** Selected excerpt **

His name is David Teie and he calls his concept Music for Cats. At the time of writing, his crowd-sourcing campaign has sailed beyond its original $20,000 goal and has surpassed a whopping $200,000.

Explaining away the concept, the Kickstarter video begins with the premise that “All of the music cats have ever heard was created by humans for humans.”

Based on what I’m guessing are various experiments and research, Teie claims that cats establish their sense of rhythm from the sounds they hear around them (as opposed to humans, who allegedly take a cue from their mother’s pulse while lounging in the womb). Using that theory as a basis, he’s composed music for kitties.

What does it sound like?

Well, from the snippets included in the video, it seems to be a mix of soothing classical strings punctuated by the occasional sharp stab of a cello and undercut by the rumblings of a cat purring. (The latter is a production trick that was also used on the aforementioned Meow The Jewels.)

At least based on the Kickstarter video, the net effect of this musical blend mainly seems to be putting nearby cats into nap mode, although that’s hardly a state of being most felines need much in the way of encouragement to achieve. I attempted to play a snippet of the project for Mimosa and, in fairness, she did seem mildly interested — although that might have also been because I was standing in the kitchen next to the bag where her treats are kept.

Data items:
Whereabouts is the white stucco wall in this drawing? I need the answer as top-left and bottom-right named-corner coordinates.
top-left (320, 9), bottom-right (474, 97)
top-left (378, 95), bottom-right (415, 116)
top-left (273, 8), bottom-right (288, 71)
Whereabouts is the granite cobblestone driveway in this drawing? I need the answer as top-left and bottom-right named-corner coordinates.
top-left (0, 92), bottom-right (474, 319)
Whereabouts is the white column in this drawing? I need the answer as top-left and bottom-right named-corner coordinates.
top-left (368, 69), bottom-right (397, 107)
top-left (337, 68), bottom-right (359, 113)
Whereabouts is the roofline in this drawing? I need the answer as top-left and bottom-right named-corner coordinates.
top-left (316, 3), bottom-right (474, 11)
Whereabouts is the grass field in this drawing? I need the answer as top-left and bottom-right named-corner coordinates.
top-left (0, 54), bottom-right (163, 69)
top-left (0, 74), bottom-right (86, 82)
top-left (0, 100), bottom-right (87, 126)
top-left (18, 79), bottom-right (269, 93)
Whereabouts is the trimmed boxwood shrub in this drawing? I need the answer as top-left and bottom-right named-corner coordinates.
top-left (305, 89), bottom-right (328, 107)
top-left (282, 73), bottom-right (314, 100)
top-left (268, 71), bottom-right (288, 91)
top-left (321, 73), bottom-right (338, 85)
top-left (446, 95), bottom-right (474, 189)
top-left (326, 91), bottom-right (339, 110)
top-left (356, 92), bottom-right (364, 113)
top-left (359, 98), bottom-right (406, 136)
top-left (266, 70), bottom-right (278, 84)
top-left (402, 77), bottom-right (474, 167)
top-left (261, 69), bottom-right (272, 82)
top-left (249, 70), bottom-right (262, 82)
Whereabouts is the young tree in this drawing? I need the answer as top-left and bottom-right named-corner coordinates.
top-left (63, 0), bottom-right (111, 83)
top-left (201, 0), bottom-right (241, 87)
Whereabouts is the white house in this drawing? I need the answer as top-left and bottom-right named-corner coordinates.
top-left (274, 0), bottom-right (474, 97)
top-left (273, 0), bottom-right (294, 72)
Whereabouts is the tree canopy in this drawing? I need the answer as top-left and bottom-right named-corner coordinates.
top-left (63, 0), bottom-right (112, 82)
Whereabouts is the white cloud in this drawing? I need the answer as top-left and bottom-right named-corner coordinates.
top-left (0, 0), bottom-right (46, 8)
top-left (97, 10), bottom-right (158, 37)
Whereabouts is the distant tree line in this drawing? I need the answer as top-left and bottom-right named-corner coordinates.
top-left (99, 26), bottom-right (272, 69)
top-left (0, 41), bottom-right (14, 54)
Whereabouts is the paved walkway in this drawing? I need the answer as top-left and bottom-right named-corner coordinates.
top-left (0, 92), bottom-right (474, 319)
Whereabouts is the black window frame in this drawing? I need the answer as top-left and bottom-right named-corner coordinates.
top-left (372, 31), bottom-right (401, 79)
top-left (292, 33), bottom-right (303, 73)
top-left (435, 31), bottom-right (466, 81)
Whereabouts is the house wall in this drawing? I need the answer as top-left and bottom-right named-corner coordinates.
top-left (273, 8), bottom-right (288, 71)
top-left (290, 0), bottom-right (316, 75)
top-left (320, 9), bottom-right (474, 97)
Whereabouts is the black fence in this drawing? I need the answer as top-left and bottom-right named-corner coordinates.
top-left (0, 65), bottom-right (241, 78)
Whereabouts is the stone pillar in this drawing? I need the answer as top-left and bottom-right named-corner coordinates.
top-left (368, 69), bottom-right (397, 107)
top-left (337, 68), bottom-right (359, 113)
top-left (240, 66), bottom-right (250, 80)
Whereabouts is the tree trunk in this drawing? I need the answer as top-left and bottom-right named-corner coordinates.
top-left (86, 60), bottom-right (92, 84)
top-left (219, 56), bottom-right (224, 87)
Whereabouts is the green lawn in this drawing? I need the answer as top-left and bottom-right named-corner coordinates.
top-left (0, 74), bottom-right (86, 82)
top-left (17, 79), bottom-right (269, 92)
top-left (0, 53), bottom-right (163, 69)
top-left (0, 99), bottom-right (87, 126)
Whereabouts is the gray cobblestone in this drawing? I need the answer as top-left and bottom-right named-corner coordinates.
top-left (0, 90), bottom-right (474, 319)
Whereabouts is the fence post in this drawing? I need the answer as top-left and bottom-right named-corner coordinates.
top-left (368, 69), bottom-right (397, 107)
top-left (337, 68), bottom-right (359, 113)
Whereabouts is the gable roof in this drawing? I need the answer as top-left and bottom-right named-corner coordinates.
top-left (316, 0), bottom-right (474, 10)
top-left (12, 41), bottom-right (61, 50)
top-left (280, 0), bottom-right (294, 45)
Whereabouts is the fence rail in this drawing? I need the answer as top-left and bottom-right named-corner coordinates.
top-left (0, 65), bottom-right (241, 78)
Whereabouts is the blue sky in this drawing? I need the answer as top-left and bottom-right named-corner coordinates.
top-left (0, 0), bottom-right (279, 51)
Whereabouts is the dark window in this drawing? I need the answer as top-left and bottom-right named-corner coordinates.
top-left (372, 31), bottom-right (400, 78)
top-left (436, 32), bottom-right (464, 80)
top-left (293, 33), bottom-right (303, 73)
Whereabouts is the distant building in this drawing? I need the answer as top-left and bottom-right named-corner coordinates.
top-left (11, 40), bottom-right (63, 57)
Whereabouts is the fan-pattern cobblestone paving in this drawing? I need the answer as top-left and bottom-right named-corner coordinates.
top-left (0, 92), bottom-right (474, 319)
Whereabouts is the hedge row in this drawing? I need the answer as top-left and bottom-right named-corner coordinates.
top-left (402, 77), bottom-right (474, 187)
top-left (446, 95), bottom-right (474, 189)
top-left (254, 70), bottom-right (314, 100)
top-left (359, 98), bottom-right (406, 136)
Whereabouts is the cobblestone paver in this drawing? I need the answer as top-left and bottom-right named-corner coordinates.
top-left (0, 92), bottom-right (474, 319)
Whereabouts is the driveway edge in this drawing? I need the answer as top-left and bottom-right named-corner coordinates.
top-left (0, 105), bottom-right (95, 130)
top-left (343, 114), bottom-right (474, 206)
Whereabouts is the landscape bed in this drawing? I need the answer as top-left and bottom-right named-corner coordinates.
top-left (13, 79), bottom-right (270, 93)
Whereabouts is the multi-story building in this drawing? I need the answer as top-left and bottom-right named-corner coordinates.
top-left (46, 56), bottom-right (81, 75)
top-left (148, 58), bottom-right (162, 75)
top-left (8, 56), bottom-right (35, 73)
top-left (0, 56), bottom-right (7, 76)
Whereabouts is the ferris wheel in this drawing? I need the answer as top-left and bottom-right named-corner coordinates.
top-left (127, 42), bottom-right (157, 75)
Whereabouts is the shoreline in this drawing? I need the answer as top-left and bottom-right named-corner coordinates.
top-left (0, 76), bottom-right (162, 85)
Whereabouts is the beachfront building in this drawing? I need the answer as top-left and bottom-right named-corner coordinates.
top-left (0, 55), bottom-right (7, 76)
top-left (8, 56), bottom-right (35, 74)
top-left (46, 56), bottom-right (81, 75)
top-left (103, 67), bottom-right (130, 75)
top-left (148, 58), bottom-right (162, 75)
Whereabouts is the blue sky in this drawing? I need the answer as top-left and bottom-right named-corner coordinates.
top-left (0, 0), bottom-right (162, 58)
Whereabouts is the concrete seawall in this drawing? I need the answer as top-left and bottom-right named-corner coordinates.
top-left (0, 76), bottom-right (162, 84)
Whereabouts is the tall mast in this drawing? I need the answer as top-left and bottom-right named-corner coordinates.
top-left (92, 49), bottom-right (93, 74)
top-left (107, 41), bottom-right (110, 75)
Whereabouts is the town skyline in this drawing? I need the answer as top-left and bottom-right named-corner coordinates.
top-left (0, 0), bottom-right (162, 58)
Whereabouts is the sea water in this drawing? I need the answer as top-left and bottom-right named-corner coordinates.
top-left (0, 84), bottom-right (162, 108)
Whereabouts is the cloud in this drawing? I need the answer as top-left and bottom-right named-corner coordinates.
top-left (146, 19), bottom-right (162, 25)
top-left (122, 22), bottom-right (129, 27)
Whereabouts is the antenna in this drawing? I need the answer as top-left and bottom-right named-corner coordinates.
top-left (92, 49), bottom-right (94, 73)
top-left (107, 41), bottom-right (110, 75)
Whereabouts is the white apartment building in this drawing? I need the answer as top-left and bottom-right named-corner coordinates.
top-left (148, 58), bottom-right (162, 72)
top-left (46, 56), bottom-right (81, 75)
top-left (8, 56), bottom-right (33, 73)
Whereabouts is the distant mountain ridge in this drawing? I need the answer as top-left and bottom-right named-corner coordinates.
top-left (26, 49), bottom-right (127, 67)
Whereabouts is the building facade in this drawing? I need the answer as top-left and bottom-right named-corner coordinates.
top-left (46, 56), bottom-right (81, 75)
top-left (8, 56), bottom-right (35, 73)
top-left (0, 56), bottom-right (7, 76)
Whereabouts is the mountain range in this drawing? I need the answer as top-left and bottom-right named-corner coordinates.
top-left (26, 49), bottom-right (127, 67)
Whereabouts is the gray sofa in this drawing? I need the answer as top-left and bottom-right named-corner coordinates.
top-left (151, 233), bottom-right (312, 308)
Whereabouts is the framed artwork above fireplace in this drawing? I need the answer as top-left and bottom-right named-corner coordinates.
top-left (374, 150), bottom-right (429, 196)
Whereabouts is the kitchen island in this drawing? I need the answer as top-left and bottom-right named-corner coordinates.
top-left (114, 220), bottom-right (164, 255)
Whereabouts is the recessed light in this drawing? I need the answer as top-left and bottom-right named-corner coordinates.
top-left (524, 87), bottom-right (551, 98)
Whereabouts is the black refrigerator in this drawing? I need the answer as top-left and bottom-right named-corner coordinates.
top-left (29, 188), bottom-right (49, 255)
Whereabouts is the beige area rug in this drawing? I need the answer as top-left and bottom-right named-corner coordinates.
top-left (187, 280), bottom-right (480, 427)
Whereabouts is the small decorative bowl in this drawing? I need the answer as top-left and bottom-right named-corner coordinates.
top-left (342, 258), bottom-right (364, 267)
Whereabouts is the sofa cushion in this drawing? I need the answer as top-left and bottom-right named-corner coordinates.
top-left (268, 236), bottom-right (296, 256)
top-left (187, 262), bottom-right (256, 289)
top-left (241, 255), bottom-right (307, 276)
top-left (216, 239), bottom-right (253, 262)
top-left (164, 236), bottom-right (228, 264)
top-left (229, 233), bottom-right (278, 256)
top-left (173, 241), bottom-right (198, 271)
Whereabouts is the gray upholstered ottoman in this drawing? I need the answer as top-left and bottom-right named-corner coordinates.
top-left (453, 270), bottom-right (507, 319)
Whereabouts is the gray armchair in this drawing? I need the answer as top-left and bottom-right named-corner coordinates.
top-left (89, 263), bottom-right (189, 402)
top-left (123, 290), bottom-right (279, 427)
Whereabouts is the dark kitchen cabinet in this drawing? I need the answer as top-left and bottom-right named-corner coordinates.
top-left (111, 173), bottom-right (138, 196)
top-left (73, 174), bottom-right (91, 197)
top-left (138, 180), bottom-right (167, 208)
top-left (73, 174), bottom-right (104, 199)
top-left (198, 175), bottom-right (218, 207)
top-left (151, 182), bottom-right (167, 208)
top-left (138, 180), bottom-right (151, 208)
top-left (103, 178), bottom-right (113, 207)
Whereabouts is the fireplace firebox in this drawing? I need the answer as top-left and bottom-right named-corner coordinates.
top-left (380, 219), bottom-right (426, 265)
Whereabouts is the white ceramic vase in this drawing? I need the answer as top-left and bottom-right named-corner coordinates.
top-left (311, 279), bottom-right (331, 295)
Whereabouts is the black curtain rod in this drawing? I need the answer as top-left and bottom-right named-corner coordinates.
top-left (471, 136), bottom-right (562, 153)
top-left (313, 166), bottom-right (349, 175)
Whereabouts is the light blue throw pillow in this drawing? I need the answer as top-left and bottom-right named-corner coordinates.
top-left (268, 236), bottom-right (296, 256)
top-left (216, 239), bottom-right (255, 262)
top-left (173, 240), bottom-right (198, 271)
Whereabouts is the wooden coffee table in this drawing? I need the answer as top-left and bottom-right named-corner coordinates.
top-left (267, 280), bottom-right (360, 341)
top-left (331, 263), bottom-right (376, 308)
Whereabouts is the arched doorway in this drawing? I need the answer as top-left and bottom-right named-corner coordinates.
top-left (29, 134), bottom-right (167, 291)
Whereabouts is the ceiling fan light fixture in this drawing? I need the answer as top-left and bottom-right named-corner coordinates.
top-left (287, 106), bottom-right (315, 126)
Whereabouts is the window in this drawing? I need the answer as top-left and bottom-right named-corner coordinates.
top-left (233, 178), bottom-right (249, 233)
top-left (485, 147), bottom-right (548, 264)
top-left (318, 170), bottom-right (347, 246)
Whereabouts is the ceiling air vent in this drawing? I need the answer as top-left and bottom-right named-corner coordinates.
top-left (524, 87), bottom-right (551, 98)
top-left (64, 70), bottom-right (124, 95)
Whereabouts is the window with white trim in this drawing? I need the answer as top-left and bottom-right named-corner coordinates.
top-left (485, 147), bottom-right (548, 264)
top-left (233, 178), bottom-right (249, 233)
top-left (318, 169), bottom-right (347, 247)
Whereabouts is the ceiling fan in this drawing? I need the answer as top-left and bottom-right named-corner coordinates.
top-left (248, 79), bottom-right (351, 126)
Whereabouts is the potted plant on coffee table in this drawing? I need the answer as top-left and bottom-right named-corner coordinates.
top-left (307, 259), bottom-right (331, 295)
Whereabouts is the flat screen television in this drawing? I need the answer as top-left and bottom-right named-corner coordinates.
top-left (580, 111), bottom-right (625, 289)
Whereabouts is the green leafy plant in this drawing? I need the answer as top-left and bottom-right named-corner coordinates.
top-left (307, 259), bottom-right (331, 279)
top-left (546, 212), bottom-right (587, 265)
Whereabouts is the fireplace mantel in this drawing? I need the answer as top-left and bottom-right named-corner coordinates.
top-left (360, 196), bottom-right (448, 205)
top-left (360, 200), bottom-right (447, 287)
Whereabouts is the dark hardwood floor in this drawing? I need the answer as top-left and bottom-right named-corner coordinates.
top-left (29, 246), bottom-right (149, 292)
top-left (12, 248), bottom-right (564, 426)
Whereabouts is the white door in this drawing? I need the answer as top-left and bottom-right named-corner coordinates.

** Written request **
Reproduce the Music for Cats passage word for word from "Well, from the" to "treats are kept.". The data items above are separate material, apart from the Music for Cats passage.

** Full output **
Well, from the snippets included in the video, it seems to be a mix of soothing classical strings punctuated by the occasional sharp stab of a cello and undercut by the rumblings of a cat purring. (The latter is a production trick that was also used on the aforementioned Meow The Jewels.)

At least based on the Kickstarter video, the net effect of this musical blend mainly seems to be putting nearby cats into nap mode, although that’s hardly a state of being most felines need much in the way of encouragement to achieve. I attempted to play a snippet of the project for Mimosa and, in fairness, she did seem mildly interested — although that might have also been because I was standing in the kitchen next to the bag where her treats are kept.